Given request: Reproduce, without any change, everything in the data from the line containing "segment shirt sleeve, every instance" down to the end of the data, with both the first and last lines included.

Exercise inputs:
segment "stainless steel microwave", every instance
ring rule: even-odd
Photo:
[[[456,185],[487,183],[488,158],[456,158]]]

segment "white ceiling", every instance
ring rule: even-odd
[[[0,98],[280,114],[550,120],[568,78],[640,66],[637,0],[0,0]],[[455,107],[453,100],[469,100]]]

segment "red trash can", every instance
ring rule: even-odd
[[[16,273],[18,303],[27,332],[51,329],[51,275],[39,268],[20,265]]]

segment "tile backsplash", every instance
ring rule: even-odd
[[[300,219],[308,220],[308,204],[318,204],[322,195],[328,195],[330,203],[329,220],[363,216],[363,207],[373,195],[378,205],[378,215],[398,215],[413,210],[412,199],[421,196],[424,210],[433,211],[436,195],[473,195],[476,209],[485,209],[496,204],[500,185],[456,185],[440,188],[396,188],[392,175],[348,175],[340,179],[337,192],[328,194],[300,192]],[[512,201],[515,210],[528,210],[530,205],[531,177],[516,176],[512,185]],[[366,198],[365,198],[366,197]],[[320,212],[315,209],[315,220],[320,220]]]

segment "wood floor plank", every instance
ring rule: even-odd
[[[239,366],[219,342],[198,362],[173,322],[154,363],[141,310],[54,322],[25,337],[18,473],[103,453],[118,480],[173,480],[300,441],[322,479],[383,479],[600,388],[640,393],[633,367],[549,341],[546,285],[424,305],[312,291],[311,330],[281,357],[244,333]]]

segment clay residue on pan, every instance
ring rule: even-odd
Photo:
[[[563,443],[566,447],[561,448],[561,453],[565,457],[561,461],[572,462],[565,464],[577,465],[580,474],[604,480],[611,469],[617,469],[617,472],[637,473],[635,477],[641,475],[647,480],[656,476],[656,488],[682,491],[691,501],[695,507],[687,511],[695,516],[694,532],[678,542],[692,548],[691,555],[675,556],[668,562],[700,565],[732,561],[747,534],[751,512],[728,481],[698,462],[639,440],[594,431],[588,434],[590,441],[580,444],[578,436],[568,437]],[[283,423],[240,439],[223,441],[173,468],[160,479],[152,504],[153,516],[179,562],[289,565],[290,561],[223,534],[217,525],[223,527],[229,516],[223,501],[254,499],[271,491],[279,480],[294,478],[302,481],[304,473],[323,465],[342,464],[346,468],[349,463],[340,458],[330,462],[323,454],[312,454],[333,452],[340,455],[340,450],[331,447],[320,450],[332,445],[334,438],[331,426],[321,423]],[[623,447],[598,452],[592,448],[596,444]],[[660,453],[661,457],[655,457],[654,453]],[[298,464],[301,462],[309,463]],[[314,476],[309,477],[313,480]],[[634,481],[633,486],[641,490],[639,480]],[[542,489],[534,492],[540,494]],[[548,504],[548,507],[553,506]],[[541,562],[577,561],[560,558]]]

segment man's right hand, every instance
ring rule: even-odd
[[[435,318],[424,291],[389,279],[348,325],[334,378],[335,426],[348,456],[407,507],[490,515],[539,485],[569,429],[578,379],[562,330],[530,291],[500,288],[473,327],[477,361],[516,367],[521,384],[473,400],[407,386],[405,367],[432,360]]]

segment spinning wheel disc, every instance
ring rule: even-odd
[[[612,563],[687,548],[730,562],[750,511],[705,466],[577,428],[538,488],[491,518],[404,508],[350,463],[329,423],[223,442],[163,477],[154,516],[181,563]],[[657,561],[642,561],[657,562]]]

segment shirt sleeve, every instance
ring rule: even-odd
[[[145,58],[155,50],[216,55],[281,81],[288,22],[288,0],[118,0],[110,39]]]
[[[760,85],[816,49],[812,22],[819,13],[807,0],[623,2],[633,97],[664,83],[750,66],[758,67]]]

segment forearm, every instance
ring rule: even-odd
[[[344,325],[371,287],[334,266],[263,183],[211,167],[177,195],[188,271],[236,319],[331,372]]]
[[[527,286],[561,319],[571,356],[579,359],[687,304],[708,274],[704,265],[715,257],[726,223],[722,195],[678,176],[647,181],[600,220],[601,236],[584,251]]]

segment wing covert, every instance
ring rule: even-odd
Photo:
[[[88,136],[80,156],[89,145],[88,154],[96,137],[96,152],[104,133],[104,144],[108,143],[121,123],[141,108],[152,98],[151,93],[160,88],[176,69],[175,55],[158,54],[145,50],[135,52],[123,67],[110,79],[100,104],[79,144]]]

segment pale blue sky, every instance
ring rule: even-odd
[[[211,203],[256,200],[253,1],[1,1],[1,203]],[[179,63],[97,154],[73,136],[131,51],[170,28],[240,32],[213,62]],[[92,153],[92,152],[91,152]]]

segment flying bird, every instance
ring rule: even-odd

Correct result:
segment shirt sleeve, every instance
ring rule: even-odd
[[[145,58],[155,50],[216,55],[281,81],[288,22],[288,0],[118,0],[110,39]]]
[[[760,85],[816,49],[812,22],[819,13],[807,0],[623,2],[633,97],[664,83],[750,66],[758,67]]]

segment forearm, every instance
ring rule: even-odd
[[[344,325],[371,287],[334,266],[263,183],[211,167],[177,195],[188,271],[236,319],[331,372]]]
[[[527,286],[561,319],[571,356],[579,359],[687,304],[708,274],[704,265],[715,257],[726,223],[722,195],[678,176],[647,181],[600,220],[601,236],[584,251]]]

segment wing covert, every instance
ring rule: even-odd
Photo:
[[[88,136],[80,156],[89,145],[88,154],[96,137],[96,152],[104,133],[104,144],[108,143],[121,123],[141,108],[152,98],[151,93],[160,88],[176,69],[175,55],[158,54],[145,50],[135,52],[123,67],[110,79],[100,104],[79,144]]]

segment pale blue sky, every instance
ring rule: even-odd
[[[211,203],[256,200],[253,1],[1,1],[1,203]],[[179,63],[97,154],[73,136],[131,51],[170,28],[240,32],[213,62]],[[92,153],[92,152],[91,152]]]

segment flying bird, every instance
ring rule: even-odd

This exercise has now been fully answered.